** YOUR OBJECTIVE **
The answer must consist of every line from the entries that holds the word "white".
+===+
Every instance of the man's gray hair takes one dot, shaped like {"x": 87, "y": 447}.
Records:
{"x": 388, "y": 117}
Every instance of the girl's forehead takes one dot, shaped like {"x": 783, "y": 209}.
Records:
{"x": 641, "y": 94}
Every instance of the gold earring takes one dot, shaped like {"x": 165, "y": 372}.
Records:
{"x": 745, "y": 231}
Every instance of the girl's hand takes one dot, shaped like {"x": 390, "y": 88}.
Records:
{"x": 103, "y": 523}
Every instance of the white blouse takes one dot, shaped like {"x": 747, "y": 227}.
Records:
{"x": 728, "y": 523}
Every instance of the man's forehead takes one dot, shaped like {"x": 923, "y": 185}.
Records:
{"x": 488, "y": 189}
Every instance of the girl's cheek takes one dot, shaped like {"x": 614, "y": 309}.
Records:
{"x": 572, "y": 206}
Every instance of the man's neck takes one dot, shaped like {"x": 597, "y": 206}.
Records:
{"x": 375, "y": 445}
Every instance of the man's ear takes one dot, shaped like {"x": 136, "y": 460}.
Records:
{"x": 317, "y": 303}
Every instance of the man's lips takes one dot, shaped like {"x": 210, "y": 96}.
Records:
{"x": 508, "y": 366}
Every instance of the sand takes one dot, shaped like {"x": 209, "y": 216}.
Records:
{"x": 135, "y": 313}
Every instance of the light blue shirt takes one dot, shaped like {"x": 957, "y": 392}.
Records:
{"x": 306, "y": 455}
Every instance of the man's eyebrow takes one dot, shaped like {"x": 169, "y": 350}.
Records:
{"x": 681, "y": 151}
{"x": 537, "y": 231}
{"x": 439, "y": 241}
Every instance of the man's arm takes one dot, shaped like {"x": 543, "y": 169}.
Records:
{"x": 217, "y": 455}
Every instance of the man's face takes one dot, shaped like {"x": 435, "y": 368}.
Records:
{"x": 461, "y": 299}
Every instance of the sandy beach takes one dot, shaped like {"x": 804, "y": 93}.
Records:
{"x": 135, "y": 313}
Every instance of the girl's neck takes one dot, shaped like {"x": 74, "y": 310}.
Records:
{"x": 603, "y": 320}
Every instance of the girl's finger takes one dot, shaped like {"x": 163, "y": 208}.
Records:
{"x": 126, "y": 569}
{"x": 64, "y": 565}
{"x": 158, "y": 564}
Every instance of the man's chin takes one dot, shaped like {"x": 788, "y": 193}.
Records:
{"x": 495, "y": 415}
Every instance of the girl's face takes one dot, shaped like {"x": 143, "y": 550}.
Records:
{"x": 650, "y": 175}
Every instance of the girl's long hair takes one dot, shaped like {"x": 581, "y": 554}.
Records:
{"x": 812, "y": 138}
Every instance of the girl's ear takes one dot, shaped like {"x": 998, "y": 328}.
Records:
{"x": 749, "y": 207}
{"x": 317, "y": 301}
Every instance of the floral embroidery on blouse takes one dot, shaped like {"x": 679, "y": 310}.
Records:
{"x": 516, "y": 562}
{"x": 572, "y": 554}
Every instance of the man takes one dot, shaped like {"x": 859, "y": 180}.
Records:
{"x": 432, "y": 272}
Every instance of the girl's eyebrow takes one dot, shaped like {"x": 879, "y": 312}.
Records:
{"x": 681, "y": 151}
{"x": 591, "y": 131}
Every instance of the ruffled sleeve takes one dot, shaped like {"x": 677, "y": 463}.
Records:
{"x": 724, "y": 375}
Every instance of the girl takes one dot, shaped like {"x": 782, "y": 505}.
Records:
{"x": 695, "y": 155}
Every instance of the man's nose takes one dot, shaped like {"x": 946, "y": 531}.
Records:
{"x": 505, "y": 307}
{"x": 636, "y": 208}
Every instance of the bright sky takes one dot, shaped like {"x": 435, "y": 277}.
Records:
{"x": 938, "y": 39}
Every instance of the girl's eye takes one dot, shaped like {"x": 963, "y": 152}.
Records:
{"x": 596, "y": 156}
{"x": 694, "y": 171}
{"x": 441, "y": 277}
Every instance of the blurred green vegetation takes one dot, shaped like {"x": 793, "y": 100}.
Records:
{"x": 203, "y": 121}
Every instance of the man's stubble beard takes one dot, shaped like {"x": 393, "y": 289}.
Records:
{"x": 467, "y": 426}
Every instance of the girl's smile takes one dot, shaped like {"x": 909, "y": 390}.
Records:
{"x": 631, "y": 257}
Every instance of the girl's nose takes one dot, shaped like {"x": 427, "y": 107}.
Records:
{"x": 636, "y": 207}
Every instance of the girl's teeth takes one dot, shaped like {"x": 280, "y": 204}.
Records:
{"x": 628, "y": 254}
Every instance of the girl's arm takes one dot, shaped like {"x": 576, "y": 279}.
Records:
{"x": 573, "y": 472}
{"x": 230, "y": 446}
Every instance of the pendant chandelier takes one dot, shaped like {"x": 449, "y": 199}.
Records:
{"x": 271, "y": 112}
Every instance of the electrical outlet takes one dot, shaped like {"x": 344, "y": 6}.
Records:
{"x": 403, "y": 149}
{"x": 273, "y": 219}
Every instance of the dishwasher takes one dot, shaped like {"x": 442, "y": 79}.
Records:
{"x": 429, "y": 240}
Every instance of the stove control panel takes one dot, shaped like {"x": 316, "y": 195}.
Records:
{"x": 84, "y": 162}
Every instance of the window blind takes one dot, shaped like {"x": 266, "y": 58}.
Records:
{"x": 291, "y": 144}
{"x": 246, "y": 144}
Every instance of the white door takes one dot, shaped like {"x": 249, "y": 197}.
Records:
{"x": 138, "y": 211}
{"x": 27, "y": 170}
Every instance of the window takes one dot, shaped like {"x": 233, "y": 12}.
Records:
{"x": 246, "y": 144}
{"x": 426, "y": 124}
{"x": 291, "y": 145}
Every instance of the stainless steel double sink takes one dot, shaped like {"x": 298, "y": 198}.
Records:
+===+
** ANSWER SPACE **
Every instance of the white blouse takes one dot, shaped like {"x": 747, "y": 227}.
Every instance of the white door takes one dot, shaped like {"x": 249, "y": 197}.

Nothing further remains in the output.